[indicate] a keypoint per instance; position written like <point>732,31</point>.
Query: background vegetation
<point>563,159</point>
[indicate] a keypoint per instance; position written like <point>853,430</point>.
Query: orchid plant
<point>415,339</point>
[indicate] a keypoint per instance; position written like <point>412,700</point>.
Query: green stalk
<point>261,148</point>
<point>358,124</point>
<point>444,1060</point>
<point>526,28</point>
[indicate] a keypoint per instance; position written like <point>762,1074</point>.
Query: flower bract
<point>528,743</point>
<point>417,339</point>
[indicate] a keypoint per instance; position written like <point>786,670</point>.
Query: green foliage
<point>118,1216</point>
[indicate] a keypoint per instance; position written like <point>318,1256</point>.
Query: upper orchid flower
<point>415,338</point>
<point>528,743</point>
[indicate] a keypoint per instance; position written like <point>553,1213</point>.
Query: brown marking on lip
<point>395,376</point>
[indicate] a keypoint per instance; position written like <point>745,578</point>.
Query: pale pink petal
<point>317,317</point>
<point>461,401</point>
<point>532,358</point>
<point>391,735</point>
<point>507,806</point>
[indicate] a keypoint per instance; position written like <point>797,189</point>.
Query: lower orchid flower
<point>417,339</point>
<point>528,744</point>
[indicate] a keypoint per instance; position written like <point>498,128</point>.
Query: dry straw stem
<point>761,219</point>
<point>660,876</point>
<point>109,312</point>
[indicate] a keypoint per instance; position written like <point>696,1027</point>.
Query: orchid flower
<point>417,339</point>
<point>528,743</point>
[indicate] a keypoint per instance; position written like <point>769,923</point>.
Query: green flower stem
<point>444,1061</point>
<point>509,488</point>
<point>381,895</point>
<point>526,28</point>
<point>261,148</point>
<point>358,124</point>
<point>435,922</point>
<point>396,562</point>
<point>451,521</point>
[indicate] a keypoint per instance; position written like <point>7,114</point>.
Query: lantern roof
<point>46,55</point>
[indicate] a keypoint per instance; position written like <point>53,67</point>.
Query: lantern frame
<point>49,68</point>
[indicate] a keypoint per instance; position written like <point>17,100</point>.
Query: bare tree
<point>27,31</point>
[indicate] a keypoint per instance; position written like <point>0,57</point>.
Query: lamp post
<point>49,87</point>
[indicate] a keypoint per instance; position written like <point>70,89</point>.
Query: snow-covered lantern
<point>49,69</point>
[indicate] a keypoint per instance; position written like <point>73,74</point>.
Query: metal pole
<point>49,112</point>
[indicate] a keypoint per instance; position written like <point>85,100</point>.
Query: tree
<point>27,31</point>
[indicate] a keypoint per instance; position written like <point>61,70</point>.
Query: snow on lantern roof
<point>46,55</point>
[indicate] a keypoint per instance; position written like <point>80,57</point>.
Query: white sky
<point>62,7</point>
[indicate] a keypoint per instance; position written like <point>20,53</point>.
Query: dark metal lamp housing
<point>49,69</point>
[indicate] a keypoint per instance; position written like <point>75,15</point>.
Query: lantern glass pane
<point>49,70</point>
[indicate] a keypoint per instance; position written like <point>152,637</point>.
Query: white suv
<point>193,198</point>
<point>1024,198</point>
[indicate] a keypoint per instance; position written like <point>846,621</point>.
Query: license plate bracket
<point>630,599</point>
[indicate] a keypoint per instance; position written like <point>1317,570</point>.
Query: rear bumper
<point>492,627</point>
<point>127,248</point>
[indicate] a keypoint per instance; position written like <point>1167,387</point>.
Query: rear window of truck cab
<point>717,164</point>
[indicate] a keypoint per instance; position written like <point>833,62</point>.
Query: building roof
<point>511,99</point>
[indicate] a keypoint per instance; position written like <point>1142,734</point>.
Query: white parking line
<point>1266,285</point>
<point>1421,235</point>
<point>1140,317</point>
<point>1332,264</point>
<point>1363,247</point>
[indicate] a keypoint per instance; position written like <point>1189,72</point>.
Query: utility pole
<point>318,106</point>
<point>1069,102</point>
□ □ □
JOB: Rescale the entries from the line that contains "written like <point>762,1074</point>." through the line that contains "<point>395,376</point>", and give only those lines again, requests included. Multiply every point coordinate in the answers by 1.95 and round to whole numbers with halves rounded up, leaving the numbers in the requests and their format samples unchanged.

RESULT BELOW:
[indicate] a keypoint per instance; position written like <point>762,1074</point>.
Query: flower bract
<point>1030,1449</point>
<point>813,661</point>
[indicate] a keypoint per instance; position written like <point>786,670</point>.
Query: green foliage
<point>230,2371</point>
[indicate] a keypoint per instance; position written like <point>318,1256</point>.
Query: upper orchid flower
<point>809,659</point>
<point>1030,1449</point>
[indicate] a keypoint per instance; position written like <point>553,1213</point>.
Query: brown marking on lip
<point>770,733</point>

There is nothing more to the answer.